[Requirements]
Rewrite every line of the entries below as a numbered list, skipping any blank lines.

Data entries
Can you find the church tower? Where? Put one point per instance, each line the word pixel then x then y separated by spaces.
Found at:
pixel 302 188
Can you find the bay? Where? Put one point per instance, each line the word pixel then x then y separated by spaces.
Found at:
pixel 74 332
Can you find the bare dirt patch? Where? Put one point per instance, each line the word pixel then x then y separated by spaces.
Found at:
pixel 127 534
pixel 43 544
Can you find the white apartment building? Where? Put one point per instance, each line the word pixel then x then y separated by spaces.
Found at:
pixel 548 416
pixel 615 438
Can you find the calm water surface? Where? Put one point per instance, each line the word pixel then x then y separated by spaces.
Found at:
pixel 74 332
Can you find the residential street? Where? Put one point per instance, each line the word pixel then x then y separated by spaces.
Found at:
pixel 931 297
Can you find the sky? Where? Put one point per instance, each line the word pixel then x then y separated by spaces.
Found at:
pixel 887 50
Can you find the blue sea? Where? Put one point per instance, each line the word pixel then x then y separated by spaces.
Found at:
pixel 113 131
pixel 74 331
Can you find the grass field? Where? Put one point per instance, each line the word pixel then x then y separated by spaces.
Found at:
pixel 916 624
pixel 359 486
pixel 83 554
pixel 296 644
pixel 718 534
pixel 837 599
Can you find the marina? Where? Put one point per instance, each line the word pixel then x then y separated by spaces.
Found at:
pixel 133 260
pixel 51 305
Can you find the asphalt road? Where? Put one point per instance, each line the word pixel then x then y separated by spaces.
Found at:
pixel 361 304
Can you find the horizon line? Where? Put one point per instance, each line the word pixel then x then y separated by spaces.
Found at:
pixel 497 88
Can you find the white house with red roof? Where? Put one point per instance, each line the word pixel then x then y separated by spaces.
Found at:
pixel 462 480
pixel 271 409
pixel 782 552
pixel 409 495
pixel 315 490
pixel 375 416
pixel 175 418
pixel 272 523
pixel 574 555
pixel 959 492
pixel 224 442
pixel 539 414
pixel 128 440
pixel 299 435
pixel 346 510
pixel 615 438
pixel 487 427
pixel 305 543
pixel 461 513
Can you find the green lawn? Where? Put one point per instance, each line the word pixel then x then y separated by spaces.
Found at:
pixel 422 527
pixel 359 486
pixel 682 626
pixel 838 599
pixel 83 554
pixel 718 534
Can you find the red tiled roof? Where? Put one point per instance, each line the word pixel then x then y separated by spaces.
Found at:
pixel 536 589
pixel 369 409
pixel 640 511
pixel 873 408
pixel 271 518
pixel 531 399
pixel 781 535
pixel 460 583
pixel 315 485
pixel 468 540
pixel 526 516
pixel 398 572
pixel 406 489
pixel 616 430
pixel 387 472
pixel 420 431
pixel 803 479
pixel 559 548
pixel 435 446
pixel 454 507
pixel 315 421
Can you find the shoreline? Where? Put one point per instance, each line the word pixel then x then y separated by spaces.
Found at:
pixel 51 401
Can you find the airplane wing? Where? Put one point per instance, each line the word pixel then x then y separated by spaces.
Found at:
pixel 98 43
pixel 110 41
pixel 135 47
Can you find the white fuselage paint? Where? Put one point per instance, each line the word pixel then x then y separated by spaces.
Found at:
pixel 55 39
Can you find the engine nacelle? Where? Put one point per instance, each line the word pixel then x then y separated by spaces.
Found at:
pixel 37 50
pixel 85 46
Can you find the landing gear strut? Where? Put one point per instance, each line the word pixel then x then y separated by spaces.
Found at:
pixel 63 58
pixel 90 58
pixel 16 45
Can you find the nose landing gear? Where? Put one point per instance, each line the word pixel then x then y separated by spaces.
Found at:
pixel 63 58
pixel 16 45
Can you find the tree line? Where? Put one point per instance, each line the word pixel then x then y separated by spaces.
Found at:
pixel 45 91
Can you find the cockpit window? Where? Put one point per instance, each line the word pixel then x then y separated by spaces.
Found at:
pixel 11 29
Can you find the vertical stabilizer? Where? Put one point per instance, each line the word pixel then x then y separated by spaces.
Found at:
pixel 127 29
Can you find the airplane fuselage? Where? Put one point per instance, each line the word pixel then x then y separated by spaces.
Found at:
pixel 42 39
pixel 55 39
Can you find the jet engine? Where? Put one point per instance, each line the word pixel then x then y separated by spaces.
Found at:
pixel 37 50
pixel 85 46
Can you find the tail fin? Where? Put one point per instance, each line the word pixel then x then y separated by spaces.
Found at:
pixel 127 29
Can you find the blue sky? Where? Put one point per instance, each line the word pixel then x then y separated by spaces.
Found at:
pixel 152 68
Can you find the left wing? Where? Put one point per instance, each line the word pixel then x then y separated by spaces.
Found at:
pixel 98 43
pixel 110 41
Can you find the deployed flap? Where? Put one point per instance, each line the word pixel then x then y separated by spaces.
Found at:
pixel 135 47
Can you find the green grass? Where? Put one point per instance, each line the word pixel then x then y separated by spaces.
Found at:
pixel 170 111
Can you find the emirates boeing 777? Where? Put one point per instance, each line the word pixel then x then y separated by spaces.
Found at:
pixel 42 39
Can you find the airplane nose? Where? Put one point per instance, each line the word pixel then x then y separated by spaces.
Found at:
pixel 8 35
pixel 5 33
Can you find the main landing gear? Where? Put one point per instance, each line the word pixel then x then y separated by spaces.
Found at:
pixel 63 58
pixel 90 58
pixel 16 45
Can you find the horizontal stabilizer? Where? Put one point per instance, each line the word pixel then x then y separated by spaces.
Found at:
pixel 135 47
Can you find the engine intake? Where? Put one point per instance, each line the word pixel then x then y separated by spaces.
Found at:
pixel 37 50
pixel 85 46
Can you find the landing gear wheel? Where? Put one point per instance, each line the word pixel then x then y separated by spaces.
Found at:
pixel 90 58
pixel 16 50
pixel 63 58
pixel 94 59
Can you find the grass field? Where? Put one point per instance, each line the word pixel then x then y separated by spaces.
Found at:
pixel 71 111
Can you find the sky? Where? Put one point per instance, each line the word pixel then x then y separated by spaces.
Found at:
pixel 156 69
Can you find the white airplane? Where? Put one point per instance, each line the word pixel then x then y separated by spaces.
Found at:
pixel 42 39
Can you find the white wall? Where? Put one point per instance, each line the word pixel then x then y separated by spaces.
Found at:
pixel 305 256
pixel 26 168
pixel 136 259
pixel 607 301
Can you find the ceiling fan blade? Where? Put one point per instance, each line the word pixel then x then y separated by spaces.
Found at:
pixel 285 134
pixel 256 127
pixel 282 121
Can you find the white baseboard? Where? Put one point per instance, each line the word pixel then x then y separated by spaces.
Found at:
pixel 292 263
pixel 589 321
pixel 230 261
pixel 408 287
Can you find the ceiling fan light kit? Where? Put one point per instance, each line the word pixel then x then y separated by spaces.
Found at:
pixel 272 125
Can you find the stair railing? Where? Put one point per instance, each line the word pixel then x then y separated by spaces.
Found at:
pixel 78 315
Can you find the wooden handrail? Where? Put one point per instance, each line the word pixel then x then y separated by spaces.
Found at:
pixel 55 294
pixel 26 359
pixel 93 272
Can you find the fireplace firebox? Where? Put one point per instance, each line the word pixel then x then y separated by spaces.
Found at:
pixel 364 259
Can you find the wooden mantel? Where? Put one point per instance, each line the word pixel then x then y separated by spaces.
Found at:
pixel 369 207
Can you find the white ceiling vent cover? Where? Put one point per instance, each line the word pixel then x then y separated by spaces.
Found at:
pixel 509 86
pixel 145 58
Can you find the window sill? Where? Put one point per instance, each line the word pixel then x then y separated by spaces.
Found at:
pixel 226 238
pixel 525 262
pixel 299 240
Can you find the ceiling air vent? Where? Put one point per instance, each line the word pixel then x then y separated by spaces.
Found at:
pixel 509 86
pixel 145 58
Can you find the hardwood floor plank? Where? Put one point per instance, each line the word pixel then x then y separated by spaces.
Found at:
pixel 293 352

[Output for this exercise]
1. Can you find the church tower? Where? Put one point per instance, each line the word pixel then x then y separated by spaces.
2. Found at:
3. pixel 302 188
4. Can you find the bay? Where? Put one point per instance, each line the word pixel then x then y separated by spaces.
5. Found at:
6. pixel 74 332
7. Can you find the bare dirt patch? Where? Put one point per instance, each line the word pixel then x then y separated by spaces.
8. Found at:
9. pixel 127 534
10. pixel 43 544
11. Can you find the white apartment building? Where? Put one point per instance, each line the word pixel then x then y separated by spaces.
12. Found at:
13. pixel 548 416
14. pixel 615 438
15. Can you find the calm water surface? Where? Put one point per instance, each line the word pixel then x then y separated by spaces.
16. Found at:
17. pixel 74 332
18. Can you find the residential street? Where? Put one point per instance, each line the word pixel then x then y separated by spaces.
19. Found at:
20. pixel 931 297
21. Can you find the sky? Where? Put one point per instance, each line the word pixel then x then y separated by spaces.
22. Found at:
23. pixel 887 50
24. Can you find the blue sea? Where? Put one point per instance, each line the word pixel then x then y separated by spaces.
25. Found at:
26. pixel 113 131
27. pixel 74 331
28. Can you find the grass field? Where? Put one point per instance, each line the word pixel then x then y separated by spaces.
29. Found at:
30. pixel 916 624
31. pixel 359 486
32. pixel 83 554
33. pixel 296 644
34. pixel 718 534
35. pixel 837 599
36. Can you find the marina? Where? Put one point per instance, each line the word pixel then x then y separated by spaces.
37. Found at:
38. pixel 133 260
39. pixel 51 305
40. Can you find the asphalt road? Where? Put one point per instance, each line the word pixel then x then y separated by spaces.
41. Found at:
42. pixel 361 304
43. Can you find the horizon line? Where? Put one point per instance, each line the word pixel then x then y separated by spaces.
44. Found at:
45. pixel 497 88
46. Can you find the white house with red roof? Where? Put one point per instance, each line the word pixel then x then y separated by spaces.
47. Found at:
48. pixel 462 480
49. pixel 271 409
50. pixel 782 552
51. pixel 409 495
52. pixel 315 490
53. pixel 375 416
54. pixel 175 418
55. pixel 272 523
56. pixel 574 555
57. pixel 959 492
58. pixel 224 442
59. pixel 539 414
60. pixel 128 440
61. pixel 299 435
62. pixel 346 510
63. pixel 615 438
64. pixel 487 427
65. pixel 305 543
66. pixel 461 513
67. Can you find the green lawn? Where? Put one point per instance, each line the word pixel then x then y separated by spaces.
68. Found at:
69. pixel 422 527
70. pixel 359 486
71. pixel 682 626
72. pixel 838 599
73. pixel 83 554
74. pixel 718 534
75. Can you find the red tiled roof? Where? Put one point per instance, each line the word pixel then x then y separated by spaces.
76. Found at:
77. pixel 536 589
78. pixel 369 409
79. pixel 640 511
80. pixel 873 408
81. pixel 271 518
82. pixel 531 399
83. pixel 781 535
84. pixel 460 583
85. pixel 315 485
86. pixel 468 540
87. pixel 526 516
88. pixel 398 572
89. pixel 406 489
90. pixel 616 430
91. pixel 387 472
92. pixel 420 431
93. pixel 803 479
94. pixel 559 548
95. pixel 435 446
96. pixel 454 507
97. pixel 315 421
98. Can you find the shoreline? Where? Put one point per instance, each line the word pixel then x then y separated by spaces.
99. Found at:
100. pixel 51 401
101. Can you find the airplane wing? Where? Put one point per instance, each line the word pixel then x then y separated by spaces.
102. Found at:
103. pixel 98 43
104. pixel 110 41
105. pixel 135 47
106. Can you find the white fuselage paint? Where? Put one point per instance, each line the word pixel then x then y separated by spaces.
107. Found at:
108. pixel 55 39
109. Can you find the engine nacelle? Where? Put one point per instance, each line the word pixel then x then y separated by spaces.
110. Found at:
111. pixel 37 50
112. pixel 85 46
113. Can you find the landing gear strut? Where? Put one point per instance, each line the word pixel then x then y separated by spaces.
114. Found at:
115. pixel 63 58
116. pixel 90 58
117. pixel 16 45
118. Can you find the nose landing gear? Where? Put one point per instance, each line the word pixel then x then y separated by spaces.
119. Found at:
120. pixel 63 58
121. pixel 16 45
122. Can you find the tree line? Where? Put one point per instance, each line the word pixel then x then y separated by spaces.
123. Found at:
124. pixel 45 91
125. Can you find the cockpit window? Where? Put one point per instance, each line the word pixel then x then y separated by spaces.
126. Found at:
127. pixel 11 29
128. Can you find the vertical stabilizer? Where? Put one point per instance, each line the word pixel then x then y separated by spaces.
129. Found at:
130. pixel 127 29
131. Can you find the airplane fuselage? Where? Put one point per instance, each line the word pixel then x then y separated by spaces.
132. Found at:
133. pixel 42 39
134. pixel 55 39
135. Can you find the jet engine? Where? Put one point per instance, each line the word pixel then x then y separated by spaces.
136. Found at:
137. pixel 37 50
138. pixel 85 46
139. Can you find the tail fin? Where? Put one point per instance, each line the word pixel then x then y separated by spaces.
140. Found at:
141. pixel 127 29
142. Can you find the blue sky? Where? Put one point per instance, each line the word pixel then x then y separated by spaces.
143. Found at:
144. pixel 152 68
145. Can you find the left wing? Where? Put one point per instance, each line the word pixel then x then y separated by spaces.
146. Found at:
147. pixel 98 43
148. pixel 110 41
149. Can you find the deployed flap? Where? Put one point per instance, each line the word pixel then x then y separated by spaces.
150. Found at:
151. pixel 135 47
152. Can you find the green grass? Where? Put one point per instance, each line the word pixel then x then y separated by spaces.
153. Found at:
154. pixel 170 111
155. Can you find the emirates boeing 777? Where? Put one point per instance, each line the word pixel then x then y separated by spaces.
156. Found at:
157. pixel 42 39
158. Can you find the airplane nose? Where? Put one point per instance, each line the word pixel then x then y separated by spaces.
159. Found at:
160. pixel 8 35
161. pixel 5 33
162. Can you find the main landing gear? Where? Put one point per instance, each line the word pixel then x then y separated by spaces.
163. Found at:
164. pixel 63 58
165. pixel 90 58
166. pixel 16 45
167. Can you find the horizontal stabilizer? Where? Put one point per instance, each line the word pixel then x then y separated by spaces.
168. Found at:
169. pixel 135 47
170. Can you find the engine intake? Where? Put one point per instance, each line the word pixel then x then y separated by spaces.
171. Found at:
172. pixel 37 50
173. pixel 85 46
174. Can you find the landing gear wheel? Where? Put one point per instance, each line the word pixel then x then y separated by spaces.
175. Found at:
176. pixel 90 58
177. pixel 16 50
178. pixel 63 58
179. pixel 94 59
180. Can you find the grass field? Where? Put one point per instance, each line the word pixel then x then y separated by spaces.
181. Found at:
182. pixel 71 111
183. Can you find the sky? Where? Put one point per instance, each line the word pixel then x then y separated by spaces.
184. Found at:
185. pixel 156 69
186. Can you find the white airplane? Where? Put one point per instance, each line the word pixel then x then y separated by spaces.
187. Found at:
188. pixel 42 39
189. Can you find the white wall? Where? Put one point per instance, each line the word pixel then x then y separated by spaces.
190. Found at:
191. pixel 305 256
192. pixel 26 168
193. pixel 136 259
194. pixel 607 301
195. Can you find the ceiling fan blade? Where? Put one point per instance, each line the word pixel then x then y separated by spaces.
196. Found at:
197. pixel 285 134
198. pixel 256 127
199. pixel 282 121
200. Can you find the white baseboard? Where? Put one point per instance, each line the word pixel then x then y separated by spaces.
201. Found at:
202. pixel 292 263
203. pixel 589 321
204. pixel 230 261
205. pixel 408 287
206. Can you find the ceiling fan light kit? Where? Put one point per instance, each line the word pixel then x then y separated by spaces.
207. Found at:
208. pixel 272 125
209. Can you find the stair railing? Where? Put one point per instance, each line the word pixel then x then y separated by spaces.
210. Found at:
211. pixel 78 315
212. Can you find the wooden handrail? Where? Put one point per instance, each line the word pixel then x then y separated by spaces.
213. Found at:
214. pixel 55 294
215. pixel 26 359
216. pixel 93 272
217. Can you find the fireplace firebox? Where? Put one point per instance, each line the word pixel then x then y separated by spaces.
218. Found at:
219. pixel 364 259
220. Can you find the wooden mantel? Where? Put one point per instance, each line the word pixel then x then y separated by spaces.
221. Found at:
222. pixel 369 207
223. Can you find the white ceiling vent cover? Where? Put one point per instance, each line the word pixel then x then y separated by spaces.
224. Found at:
225. pixel 509 86
226. pixel 145 58
227. Can you find the window sill? Where? Put one point per instance, each line the word pixel then x then y separated by spaces.
228. Found at:
229. pixel 226 238
230. pixel 525 262
231. pixel 299 240
232. Can you find the ceiling air vent? Where? Put one point per instance, each line the word pixel then x then y separated by spaces.
233. Found at:
234. pixel 509 86
235. pixel 145 58
236. Can you find the hardwood floor plank? Where? Put one point per instance, each line the word pixel then x then y separated by spaces.
237. Found at:
238. pixel 293 352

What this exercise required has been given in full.